■ **RECORD EXTRACTS**

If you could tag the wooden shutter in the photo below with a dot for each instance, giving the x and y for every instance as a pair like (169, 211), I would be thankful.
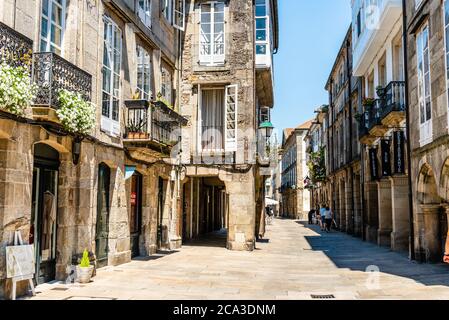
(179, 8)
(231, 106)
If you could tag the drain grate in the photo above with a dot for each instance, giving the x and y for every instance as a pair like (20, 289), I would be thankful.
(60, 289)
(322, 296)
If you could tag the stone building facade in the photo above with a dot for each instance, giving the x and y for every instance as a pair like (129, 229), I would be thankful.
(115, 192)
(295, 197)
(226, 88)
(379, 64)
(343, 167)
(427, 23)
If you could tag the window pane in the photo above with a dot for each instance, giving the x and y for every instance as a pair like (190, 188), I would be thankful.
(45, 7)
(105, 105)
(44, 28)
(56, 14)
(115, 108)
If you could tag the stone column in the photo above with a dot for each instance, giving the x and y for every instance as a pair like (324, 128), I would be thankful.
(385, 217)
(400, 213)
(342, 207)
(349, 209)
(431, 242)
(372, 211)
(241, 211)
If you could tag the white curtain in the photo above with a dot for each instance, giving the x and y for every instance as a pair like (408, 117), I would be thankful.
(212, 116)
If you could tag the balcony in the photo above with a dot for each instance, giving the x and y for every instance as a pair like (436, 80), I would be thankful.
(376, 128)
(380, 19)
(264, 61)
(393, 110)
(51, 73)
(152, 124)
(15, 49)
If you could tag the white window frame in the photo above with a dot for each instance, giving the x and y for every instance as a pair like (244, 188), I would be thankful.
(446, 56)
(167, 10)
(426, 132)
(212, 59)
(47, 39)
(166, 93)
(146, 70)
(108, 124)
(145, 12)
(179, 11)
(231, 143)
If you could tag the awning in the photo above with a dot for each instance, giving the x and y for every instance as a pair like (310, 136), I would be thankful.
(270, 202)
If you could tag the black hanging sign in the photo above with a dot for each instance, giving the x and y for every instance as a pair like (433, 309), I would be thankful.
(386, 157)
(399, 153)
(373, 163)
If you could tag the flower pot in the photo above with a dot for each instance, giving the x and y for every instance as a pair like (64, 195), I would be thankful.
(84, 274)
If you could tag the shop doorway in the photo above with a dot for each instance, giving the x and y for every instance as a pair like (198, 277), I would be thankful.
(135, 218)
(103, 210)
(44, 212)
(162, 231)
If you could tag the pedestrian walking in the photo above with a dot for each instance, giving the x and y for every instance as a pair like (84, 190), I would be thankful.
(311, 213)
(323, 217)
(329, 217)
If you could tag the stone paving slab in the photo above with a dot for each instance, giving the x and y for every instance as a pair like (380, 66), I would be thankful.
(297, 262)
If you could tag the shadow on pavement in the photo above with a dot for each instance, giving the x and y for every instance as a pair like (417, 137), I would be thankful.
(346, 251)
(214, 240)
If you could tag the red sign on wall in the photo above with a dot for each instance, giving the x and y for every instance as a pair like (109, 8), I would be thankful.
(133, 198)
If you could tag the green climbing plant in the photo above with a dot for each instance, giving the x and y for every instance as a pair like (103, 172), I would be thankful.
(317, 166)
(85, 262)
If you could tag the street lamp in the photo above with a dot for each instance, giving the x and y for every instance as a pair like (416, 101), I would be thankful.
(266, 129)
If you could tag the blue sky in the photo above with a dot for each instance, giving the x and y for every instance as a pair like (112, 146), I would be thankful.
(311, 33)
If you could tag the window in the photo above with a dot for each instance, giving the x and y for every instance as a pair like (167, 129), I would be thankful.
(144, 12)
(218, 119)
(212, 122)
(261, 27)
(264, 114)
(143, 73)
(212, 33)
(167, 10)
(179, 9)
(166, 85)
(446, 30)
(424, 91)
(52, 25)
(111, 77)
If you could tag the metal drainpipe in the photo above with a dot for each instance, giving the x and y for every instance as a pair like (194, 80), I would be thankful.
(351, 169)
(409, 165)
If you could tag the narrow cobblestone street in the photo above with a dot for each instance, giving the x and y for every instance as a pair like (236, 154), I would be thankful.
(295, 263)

■ **TASK ITEM**
Transcribe each entry above exactly, apart from the pictures.

■ **TASK RESPONSE**
If you could tag the wooden shutter in the photo below with a dot for each instance, giving the x and y for every instance as a pair like (169, 211), I would be thankful.
(179, 8)
(231, 106)
If you could tag the drain grate in the photo above with a dot for each instance, giving the x and y for every instance as a pair like (20, 289), I would be thankful.
(60, 289)
(322, 296)
If you could tag the stone building facade in the photo above with a dot for each instance, giving the x and y for every instance as a pair like (129, 229), I would be thankful.
(115, 192)
(295, 197)
(226, 88)
(379, 64)
(343, 167)
(427, 23)
If you could tag the window pane in the photo above with a dot for each instance, giving the x and y for every instance as a pair like (190, 188), I would be thankful.
(45, 7)
(105, 105)
(44, 28)
(56, 14)
(115, 108)
If you could tag the stone column in the photo above with a dot for each instance, giving the x and y for every instance as a pair like (324, 128), I would be thankful.
(385, 217)
(400, 213)
(342, 207)
(349, 209)
(431, 242)
(372, 211)
(241, 211)
If you could tag the white curtain in the photo above with a dot for each instance, giving the x and y for every instance as a pair like (408, 117), I would be thankful.
(212, 116)
If you could tag the balcony in the photo above with a dot for each instance, giving the x and y for every instance as a pair like (436, 80), I would be thankful.
(376, 128)
(380, 19)
(264, 61)
(393, 110)
(51, 73)
(152, 124)
(15, 49)
If you could tag the white window frame in the photo above with a dot for each instance, giving the x and y for every instance as a pair like (244, 188), I would be thankful.
(446, 56)
(167, 10)
(426, 132)
(212, 59)
(47, 39)
(166, 93)
(146, 70)
(108, 124)
(145, 12)
(179, 11)
(231, 143)
If you could tag the awning in the photo above with a dot for each instance, giving the x and y for every instance as a pair like (310, 136), I would be thankful.
(270, 202)
If you could tag the black hanging sign in the photo above with a dot for each instance, giving the x and y for every instance as a pair like (433, 309), I would be thankful.
(386, 157)
(399, 153)
(373, 163)
If you could tag the flower pot in the photo above with a dot for each instance, giving the x and y for every instance as a pair like (64, 195), I would be thankful.
(84, 274)
If you could tag the shop doorway in the photo above with a dot for each instance, giving the x and y for every instance as a pair like (198, 277), I would be thankful.
(135, 218)
(103, 210)
(44, 212)
(162, 231)
If you could tag the pedestrian walking in the photo above with a dot for each instance, giving the x and y for every instance as a pair like (84, 190), I would be thankful.
(311, 213)
(323, 217)
(329, 217)
If you could tag the stone paving slab in the photo above with a dot for each instance, giving the x and y for every instance as a pair like (380, 66), I would be thankful.
(297, 262)
If you could tag the shadow on pavement in the photo above with a dot for each instance, giving the x and y for every instance as a pair like (417, 137), I would be thankful.
(346, 251)
(214, 240)
If you could tag the red sign on wall in the photo above with a dot for each instance, giving the x and y for every instance as a pair like (109, 8), I would be thankful.
(133, 198)
If you could tag the green climbing plant in the photo above with a dot for each instance, giving the x and y for every instance as a pair like (103, 172), I would be thankful.
(317, 166)
(85, 262)
If you could tag the street lamp in the photo above with a dot for each instance, giving the x and y for every instance as a pair like (416, 101), I would be thankful.
(266, 129)
If you could tag the blue sky in the photo above with a dot for each instance, giving the x and y for every instance as a pair like (112, 146), I would be thankful.
(311, 33)
If you could tag the window in the photo above with a dot for each instance, giving the x and y for every instance as a pair like (167, 129), I would be thankful.
(144, 12)
(218, 119)
(212, 122)
(261, 27)
(264, 114)
(143, 73)
(212, 33)
(167, 10)
(179, 9)
(166, 85)
(446, 30)
(424, 91)
(52, 25)
(111, 77)
If you could tag the metal drainpipe in the photo above with a dot for each instance, giving the x and y for every instance as a pair like (194, 80), I would be thankful.
(351, 169)
(409, 165)
If you could tag the narrow cobblestone street in the photo above with a dot for each instance, giving the x and y for every instance as a pair like (236, 154), I would be thankful.
(295, 263)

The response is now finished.